### TASK REQUIREMENTS
Carry the passage on the psychology of trauma etiology forward from its final sentence.

Psychology of Trauma Etiology
Traumatic Event
A traumatic event is so because it is simultaneously
extraordinary and depreciating. It almost always implies a reduction to the
ongoing status of at least some important aspect of the affected person or
group. From now on, "event" stands for "traumatic event."
Traumatic Sequelae
An event creates for an individual or group a series of
cause-to-effect (and consequently related) processes. They comprise a traumatic
sequelae: each of the related processes makes up an element (sequela) of the
sequelae. Overviewing its elements, they consist of the following::
- An event places some or all
aspects of existential identity (that is, event-pertinent values, beliefs,
images and other realities) into extinction.
- While engaged in or otherwise
involved in completing the extinction process, existential identity is not
integrated
- The extinction initiated
disintegration forms a traumatic etiology within existential identity. The
"etiology" is the initial component of the sequelae.
- Traumatic etiology (locused
in existential identity) affects operational identity (referring to the
abilities to manage and experience life events as they function in concert
or not with existential identity). It (operational identity) divides
itself into rational cognitive and experiential functions.
- The former operate
fairly consciously to manage the person during and following the event;
the latter are also administered consciously, but they can additionally
include repression into the unconscious of very difficult to experience
emotional pain.
- The unconscious
protects the Person from the experience of some of the emotional pain. It
(through the cyclically presenting grief response) modulates extinction
activity. Being double edged, the protection also prevents or otherwise
slows culmination of the extinction effort: the trauma etiology is
maintained in the unconscious.

### RECORDS PROVIDED
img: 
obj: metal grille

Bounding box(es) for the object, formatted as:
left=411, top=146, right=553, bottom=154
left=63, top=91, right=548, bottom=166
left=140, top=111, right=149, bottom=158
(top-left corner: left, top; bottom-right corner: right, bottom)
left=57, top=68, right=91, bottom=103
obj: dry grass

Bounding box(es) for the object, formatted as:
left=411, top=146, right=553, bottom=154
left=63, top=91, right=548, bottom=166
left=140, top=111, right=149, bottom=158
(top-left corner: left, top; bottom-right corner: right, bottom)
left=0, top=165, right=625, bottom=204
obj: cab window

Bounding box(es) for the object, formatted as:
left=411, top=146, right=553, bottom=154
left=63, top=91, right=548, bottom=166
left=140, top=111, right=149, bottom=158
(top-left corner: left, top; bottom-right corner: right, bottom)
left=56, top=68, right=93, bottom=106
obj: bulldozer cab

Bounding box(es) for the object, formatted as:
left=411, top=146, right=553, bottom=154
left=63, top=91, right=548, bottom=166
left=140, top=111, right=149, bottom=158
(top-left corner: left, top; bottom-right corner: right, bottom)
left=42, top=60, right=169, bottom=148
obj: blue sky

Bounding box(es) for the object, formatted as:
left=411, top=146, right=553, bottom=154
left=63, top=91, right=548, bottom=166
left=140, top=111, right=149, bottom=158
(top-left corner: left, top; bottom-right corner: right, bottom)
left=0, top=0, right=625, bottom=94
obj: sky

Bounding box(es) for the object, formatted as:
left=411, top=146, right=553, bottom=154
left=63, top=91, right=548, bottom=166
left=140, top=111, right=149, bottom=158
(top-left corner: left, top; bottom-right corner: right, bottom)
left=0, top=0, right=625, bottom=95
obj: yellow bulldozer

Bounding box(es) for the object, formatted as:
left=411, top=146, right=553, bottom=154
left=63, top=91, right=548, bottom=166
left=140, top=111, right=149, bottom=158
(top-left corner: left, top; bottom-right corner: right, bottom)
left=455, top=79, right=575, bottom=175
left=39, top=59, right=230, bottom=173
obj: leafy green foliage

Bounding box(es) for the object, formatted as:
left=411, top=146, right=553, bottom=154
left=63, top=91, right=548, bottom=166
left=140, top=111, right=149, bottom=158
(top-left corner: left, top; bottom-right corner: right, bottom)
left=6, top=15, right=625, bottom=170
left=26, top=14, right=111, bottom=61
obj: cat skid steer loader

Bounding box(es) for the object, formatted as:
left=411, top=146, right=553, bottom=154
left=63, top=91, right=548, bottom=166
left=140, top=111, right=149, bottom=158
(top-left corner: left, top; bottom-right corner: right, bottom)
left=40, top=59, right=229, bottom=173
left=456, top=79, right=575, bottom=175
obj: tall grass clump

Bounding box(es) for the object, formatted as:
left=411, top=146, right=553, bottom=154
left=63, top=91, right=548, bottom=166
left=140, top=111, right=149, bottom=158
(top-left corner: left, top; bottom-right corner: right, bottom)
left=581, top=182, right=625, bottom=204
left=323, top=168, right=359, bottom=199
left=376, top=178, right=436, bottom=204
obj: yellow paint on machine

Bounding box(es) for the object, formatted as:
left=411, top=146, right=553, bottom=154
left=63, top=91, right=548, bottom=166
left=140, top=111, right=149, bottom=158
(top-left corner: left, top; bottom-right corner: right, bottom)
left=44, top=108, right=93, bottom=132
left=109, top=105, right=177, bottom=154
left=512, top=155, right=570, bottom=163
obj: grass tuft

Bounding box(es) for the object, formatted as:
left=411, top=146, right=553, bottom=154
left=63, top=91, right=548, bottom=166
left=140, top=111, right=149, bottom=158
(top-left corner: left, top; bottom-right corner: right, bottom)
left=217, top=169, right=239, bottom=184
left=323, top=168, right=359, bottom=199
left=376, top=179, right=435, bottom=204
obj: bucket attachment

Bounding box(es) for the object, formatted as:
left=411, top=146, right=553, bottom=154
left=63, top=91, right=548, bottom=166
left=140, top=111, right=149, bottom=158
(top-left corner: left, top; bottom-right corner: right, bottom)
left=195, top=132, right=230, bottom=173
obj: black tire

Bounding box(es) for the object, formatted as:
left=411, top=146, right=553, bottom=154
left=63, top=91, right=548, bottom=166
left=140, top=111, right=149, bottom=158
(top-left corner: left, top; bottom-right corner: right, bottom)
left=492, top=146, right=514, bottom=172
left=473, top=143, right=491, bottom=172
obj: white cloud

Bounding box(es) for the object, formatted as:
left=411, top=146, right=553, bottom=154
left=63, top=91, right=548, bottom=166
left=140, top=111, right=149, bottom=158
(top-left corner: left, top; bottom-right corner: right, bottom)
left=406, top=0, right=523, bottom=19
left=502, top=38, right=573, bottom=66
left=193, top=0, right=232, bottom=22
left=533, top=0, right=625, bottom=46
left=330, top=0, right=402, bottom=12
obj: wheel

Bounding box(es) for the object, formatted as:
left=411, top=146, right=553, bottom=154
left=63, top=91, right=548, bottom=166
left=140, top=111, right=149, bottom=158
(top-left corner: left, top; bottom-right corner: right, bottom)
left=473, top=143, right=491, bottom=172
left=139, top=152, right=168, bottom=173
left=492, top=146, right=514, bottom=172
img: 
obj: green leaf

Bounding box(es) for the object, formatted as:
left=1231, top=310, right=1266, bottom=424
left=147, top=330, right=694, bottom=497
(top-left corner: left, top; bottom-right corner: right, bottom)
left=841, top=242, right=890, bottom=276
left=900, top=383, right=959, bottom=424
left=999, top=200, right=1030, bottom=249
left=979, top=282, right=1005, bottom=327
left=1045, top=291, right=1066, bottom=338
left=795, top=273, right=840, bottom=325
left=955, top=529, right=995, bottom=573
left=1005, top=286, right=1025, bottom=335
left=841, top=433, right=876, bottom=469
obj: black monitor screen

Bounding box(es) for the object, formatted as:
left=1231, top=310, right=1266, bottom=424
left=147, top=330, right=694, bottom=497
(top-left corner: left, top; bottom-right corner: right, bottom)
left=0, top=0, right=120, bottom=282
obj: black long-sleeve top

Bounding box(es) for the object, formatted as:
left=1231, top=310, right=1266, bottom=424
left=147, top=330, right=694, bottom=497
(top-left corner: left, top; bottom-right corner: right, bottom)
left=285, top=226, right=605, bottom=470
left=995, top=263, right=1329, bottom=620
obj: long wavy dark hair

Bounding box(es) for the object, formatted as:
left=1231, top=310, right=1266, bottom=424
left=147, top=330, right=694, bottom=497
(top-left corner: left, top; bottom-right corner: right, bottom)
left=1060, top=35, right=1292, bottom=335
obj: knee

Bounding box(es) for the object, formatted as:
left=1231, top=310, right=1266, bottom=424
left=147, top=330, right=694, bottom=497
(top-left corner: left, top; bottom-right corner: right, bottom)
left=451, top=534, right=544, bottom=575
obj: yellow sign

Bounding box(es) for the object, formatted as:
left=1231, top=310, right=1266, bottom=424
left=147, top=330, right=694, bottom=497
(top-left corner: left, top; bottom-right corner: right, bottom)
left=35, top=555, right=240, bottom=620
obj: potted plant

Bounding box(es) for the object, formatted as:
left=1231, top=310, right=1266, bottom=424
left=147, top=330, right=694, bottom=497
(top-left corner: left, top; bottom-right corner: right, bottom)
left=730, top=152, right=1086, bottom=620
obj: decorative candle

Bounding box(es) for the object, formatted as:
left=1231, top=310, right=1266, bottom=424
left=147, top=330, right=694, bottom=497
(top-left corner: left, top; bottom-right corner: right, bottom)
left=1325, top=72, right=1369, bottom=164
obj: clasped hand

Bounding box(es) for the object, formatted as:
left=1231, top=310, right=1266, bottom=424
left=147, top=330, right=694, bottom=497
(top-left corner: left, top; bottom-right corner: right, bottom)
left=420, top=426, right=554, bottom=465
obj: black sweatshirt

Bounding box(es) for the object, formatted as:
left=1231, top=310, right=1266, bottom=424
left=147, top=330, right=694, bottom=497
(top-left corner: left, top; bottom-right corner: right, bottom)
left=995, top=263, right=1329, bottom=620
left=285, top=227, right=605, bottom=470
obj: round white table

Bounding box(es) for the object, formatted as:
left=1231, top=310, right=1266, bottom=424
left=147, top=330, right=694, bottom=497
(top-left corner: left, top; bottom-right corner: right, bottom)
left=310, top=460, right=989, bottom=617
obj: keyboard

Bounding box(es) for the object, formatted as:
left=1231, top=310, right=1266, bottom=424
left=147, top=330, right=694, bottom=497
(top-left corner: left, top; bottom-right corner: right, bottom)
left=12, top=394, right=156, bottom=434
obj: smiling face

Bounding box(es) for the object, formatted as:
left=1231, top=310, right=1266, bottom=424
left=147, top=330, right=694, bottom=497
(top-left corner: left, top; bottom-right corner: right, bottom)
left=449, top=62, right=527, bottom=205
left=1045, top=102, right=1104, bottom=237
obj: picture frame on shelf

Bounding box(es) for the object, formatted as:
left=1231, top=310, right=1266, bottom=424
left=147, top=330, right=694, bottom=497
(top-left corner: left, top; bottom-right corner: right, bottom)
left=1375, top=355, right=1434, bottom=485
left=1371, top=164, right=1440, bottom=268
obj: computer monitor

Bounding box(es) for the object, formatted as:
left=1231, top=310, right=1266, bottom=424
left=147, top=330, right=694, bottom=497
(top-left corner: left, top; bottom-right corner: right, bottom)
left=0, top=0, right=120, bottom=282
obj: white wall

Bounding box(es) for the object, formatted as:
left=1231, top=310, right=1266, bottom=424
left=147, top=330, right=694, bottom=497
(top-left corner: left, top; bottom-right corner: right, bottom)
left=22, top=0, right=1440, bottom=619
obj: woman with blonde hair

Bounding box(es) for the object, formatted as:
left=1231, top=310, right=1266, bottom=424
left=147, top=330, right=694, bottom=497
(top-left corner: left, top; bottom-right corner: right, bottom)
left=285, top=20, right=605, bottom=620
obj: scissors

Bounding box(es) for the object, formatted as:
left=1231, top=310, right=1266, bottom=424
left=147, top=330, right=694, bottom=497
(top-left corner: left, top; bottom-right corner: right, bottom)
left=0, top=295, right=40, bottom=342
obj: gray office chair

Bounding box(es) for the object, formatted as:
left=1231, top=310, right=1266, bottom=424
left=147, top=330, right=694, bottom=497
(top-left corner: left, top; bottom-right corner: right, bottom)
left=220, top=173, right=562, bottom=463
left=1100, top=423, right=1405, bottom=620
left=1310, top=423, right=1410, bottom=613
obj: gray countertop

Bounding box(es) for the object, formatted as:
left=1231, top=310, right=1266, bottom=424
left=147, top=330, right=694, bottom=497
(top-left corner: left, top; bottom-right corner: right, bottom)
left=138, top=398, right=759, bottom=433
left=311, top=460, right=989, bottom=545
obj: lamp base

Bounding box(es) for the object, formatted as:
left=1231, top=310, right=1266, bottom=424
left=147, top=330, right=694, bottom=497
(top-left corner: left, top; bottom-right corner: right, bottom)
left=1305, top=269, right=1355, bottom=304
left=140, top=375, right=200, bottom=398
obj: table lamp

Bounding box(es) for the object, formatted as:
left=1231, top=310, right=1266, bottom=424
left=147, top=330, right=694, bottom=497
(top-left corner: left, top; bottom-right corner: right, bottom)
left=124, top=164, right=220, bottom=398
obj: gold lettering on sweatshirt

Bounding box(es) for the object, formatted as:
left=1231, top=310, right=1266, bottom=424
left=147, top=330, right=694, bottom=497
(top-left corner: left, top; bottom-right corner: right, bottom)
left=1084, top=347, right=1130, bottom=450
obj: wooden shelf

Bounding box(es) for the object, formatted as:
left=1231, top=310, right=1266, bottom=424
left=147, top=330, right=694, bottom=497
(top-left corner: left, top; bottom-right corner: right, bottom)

### RESULT
- The divided operational
identity (that is, experiential attributes being repressed and rational
cognitive attributes functioning consciously) has dual and opposing goals.
They include:
- helping the person by
resolving the trauma etiology (completing the extinction process)
- helping the person by
preventing completion of the extinction process
- The divided and apparently oppositional
operational identity screens or otherwise filters all external variables
(life events) so that their perceptions (and actions upon or with them)
serve to maintain the double-sided operating identity's dual and opposing
goals; that is the filtering overlay functions as a paradoxical system of
management control - perceptions and actions that are intended to help the
person will be presented in manners that have the opposite effects - they
hurt the person.
- Using the divided and
paradoxically functioning operational identity, thoughts and behaviors are
produced that, when viewed separate from their production as an element of
the traumatic sequelae, function outside the social norm. When the same
thoughts and behaviors are seen as sequitur elements of the sequelae, they
are viewed as normal responses to the traumatic etiology.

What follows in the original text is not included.